Mothers Who Regret Having Children - teslacar
http://www.marieclaire.com/culture/a22189/i-regret-having-kids/
======
otoburb
Raising children is difficult, not only due to the immense amount of direct
contact required to see your children thrive but also while juggling shared
responsibilities and managing the economics of a household.

There was a separate HN thread about rural America seemingly unable to move to
where the best economic opportunities are, but one of the biggest issues a
family must deal with are whether both or only one of the parents should work.
This is a decision that's often based on a variety of childcare factors
outside of a family's control. Sometimes, there's seemingly no choice if local
caretakers (e.g. the proverbial village) or daycare centers are too expensive
during a child's early years which can impact long-term family financials and
take a heavy toll on the stay-at-home-parent who may not be behaviourally
suited to raise a child on a full-time basis.

Often, parents staying at home, whether by choice or necessity, are mothers.

> **PROBLEMS TO WORK ON**
a. Summarize the forum thread on mothers who regret having children in two sentences.
b. Carry on the forum thread on mothers who regret having children, starting after its last sentence.
The listing that follows is drawn from a separate source.

Dataset listing on object locations:
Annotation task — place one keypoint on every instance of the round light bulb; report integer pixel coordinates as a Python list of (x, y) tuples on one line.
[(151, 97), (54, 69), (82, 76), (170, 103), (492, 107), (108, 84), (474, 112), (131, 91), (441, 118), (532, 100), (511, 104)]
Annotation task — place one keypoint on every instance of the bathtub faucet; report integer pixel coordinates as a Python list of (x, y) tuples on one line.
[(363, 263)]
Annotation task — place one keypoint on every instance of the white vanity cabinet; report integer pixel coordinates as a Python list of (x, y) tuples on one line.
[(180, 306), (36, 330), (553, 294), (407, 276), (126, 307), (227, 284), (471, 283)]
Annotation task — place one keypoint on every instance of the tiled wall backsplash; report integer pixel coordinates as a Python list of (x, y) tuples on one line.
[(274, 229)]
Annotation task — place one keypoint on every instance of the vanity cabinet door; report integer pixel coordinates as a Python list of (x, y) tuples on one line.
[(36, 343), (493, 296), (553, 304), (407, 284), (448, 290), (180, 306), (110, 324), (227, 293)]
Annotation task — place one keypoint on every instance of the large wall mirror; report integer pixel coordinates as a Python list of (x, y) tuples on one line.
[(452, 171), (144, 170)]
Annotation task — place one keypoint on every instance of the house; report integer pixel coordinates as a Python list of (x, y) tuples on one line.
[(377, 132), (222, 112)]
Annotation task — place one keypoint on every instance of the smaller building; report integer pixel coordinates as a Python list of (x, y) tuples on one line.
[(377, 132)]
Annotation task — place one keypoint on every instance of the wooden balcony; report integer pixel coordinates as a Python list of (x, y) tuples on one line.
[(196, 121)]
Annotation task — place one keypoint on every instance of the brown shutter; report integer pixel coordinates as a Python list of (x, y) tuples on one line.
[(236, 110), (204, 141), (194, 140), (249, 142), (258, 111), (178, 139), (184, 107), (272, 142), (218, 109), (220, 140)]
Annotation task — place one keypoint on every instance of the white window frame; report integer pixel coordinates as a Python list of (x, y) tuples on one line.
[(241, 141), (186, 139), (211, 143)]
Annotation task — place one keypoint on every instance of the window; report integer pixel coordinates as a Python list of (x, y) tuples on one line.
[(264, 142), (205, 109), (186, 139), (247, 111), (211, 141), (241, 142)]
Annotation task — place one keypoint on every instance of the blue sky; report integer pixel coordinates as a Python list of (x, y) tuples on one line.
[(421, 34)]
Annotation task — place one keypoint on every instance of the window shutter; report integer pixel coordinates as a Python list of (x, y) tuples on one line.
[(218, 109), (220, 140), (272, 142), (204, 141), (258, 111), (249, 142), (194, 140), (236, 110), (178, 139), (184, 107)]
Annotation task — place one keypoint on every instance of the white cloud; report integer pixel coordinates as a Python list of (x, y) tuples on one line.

> **THE RESULTS**
a. Raising children is difficult because it demands a great deal of direct contact while parents also juggle shared responsibilities and household economics. Childcare factors outside a family's control, such as costly caretakers or daycare, can decide whether one parent stays home, which can affect long-term finances and take a heavy toll on a parent who may not be suited to full-time child-rearing, often the mother.

b.
Anecdotally, I find a growing number of SAHD (stay-at-home-dads) often have
either part-time jobs or extremely flexible hours. The article didn't touch on
this directly but the few choice anecdotes seemed to focus on full-time SAHMs
who didn't have the choice to utilize outside assistance.

Speaking from personal experience, while we had the luxury to _choose_ to move
to a city without grandparents or nearby relatives for caretaker assistance,
it was a marital struggle requiring a lot of honesty and heated discussions to
resolve the tension between home-building roles, child rearing and career
trajectories for the both of us.

------
bonejelly
Is this really as "surprising" as the article says? I would assume it's
obvious that not every woman is fit for motherhood. The reason why the
majority of women used to have children as compared to the numbers of today
isn't because they wanted it or were fit for it. They had to.

Now that's no longer the case (in our society), of course less women will want
children. And these women speaking up, I guess they're old enough that they
still felt the pressure and gave in to it. I expect that the number of births
will continuously decrease as new generations are born. We still have people
from the 50s living among us after all.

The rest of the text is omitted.